Lines in the records below that contain the word "pavement" must each be copied.
(AVAILABLE RECORDS Opens)
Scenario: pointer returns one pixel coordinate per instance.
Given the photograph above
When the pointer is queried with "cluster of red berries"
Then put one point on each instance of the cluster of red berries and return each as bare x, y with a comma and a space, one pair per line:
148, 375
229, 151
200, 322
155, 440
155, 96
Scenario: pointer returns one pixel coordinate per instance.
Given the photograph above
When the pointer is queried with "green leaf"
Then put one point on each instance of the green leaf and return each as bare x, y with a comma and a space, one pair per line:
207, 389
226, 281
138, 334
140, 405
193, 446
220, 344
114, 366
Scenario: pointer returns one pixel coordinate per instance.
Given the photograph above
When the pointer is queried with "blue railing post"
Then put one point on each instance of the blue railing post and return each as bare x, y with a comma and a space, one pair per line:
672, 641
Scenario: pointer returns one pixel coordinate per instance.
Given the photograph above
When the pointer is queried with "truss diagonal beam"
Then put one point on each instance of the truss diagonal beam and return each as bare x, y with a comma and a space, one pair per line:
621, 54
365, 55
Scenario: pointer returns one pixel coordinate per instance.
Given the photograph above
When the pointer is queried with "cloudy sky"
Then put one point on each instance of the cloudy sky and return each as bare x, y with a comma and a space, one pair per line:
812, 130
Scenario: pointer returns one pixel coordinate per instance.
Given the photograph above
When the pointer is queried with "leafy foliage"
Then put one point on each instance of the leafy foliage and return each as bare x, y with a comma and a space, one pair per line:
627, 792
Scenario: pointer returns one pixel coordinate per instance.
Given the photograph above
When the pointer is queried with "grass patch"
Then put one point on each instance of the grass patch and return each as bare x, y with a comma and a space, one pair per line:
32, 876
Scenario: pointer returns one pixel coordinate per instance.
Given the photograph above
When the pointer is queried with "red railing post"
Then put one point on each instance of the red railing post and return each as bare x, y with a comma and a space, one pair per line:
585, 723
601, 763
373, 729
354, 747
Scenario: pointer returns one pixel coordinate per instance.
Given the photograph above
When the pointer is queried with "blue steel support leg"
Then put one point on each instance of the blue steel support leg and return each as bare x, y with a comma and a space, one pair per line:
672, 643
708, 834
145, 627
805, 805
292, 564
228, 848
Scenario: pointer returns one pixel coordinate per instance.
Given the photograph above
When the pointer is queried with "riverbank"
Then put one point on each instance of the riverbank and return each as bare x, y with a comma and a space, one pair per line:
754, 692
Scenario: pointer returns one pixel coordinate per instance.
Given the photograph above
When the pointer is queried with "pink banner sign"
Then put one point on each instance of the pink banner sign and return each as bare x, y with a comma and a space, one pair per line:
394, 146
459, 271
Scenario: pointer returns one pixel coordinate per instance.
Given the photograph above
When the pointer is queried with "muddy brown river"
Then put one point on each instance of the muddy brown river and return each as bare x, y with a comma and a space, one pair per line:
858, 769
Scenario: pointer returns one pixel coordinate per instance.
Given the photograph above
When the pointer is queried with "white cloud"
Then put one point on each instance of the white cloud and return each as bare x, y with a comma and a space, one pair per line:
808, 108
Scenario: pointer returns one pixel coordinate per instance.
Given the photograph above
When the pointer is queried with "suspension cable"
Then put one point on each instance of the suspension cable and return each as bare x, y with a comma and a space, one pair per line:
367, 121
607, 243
(AVAILABLE RECORDS Closes)
(AVAILABLE RECORDS Opens)
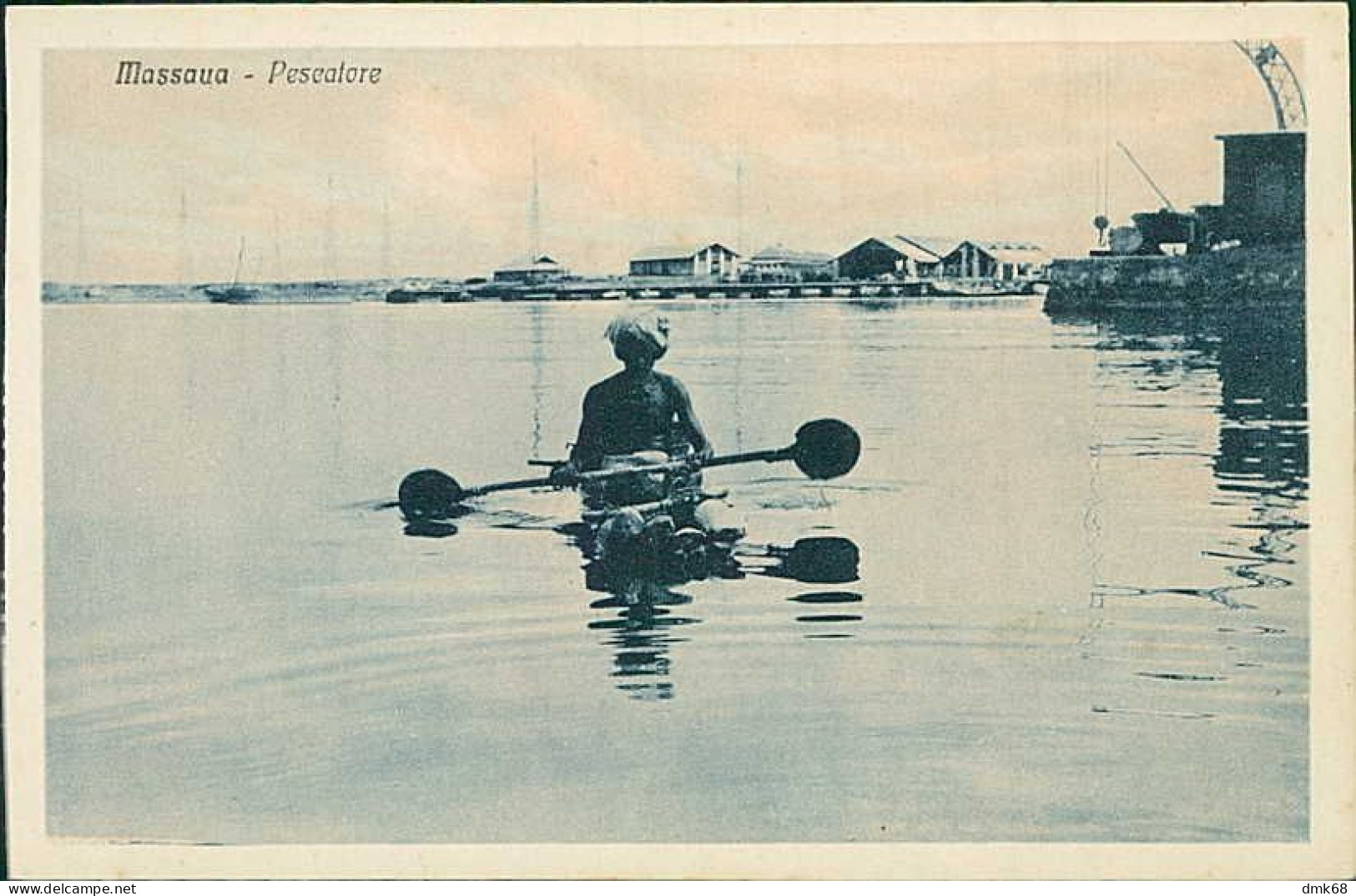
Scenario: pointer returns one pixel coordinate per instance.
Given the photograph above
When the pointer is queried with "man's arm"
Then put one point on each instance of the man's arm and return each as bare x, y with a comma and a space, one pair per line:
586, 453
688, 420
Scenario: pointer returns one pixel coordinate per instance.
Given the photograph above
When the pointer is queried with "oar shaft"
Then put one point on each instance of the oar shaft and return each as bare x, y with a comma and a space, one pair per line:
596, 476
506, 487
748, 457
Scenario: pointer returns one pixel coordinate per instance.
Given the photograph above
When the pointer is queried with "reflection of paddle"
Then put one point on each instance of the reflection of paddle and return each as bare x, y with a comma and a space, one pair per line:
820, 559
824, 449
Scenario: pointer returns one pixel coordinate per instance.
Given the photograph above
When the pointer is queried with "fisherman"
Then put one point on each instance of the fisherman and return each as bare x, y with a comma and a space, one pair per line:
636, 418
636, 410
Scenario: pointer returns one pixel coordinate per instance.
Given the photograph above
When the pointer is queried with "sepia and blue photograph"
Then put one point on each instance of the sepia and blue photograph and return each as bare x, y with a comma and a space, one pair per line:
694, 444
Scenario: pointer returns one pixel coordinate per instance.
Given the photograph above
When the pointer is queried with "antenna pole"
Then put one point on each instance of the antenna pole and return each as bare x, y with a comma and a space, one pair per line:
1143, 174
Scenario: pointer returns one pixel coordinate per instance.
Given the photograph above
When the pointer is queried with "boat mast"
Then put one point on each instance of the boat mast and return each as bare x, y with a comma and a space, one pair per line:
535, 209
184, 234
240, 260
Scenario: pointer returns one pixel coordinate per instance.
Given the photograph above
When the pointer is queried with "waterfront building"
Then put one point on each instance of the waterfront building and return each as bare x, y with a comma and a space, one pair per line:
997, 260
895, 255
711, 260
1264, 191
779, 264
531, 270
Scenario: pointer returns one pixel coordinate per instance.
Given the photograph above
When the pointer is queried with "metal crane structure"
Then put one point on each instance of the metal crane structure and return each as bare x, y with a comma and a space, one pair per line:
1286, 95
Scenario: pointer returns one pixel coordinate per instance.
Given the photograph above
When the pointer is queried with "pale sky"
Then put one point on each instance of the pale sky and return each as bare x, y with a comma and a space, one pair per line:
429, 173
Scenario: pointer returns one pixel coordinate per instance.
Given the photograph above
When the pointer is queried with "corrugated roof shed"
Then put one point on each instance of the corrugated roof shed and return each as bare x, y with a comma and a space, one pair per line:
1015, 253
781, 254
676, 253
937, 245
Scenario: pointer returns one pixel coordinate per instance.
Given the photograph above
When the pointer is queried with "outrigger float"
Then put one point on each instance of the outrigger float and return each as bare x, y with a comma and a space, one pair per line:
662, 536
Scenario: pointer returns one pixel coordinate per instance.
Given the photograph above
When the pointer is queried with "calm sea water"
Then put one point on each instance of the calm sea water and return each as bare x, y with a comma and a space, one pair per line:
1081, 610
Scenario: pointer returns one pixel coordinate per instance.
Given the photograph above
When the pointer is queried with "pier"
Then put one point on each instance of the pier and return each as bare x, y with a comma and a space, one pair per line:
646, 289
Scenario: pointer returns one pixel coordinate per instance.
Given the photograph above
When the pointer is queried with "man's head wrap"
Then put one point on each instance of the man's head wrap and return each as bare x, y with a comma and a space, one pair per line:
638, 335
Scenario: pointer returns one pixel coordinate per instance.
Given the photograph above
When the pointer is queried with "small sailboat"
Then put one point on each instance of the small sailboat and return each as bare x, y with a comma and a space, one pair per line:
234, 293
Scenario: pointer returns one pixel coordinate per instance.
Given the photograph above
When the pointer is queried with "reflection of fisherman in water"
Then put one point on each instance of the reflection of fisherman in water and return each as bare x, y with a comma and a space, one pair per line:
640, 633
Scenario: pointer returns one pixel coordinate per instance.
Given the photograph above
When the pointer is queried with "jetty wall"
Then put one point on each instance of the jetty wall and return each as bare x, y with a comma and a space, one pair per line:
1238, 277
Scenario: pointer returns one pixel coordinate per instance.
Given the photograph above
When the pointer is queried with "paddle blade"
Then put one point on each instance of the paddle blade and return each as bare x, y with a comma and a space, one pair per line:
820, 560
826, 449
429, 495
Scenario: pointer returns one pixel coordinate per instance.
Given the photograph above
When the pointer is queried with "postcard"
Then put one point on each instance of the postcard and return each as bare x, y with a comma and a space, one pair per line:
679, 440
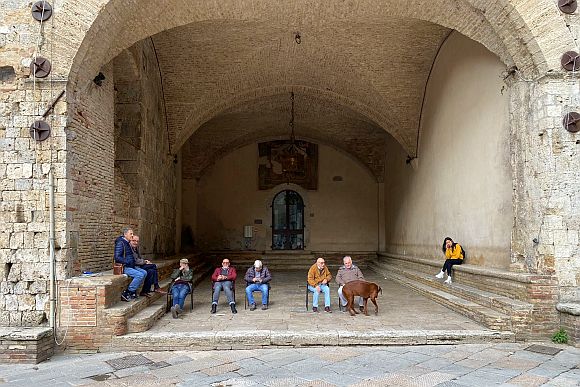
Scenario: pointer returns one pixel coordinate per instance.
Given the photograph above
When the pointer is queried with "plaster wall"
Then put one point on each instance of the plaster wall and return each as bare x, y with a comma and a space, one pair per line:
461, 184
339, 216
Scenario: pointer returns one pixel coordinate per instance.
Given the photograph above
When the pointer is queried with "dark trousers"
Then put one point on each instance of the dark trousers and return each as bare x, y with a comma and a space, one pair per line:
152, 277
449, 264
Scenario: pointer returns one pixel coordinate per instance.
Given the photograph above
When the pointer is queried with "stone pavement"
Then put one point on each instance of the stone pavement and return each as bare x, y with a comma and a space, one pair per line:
(AVAILABLE RECORDS Closes)
OUTPUT OF THE EXERCISE:
When the pointer is queried with "stone pavement"
Then put one point on each instance of the stone pavement and return each as bare x, y with a comma and a space, one pair per line:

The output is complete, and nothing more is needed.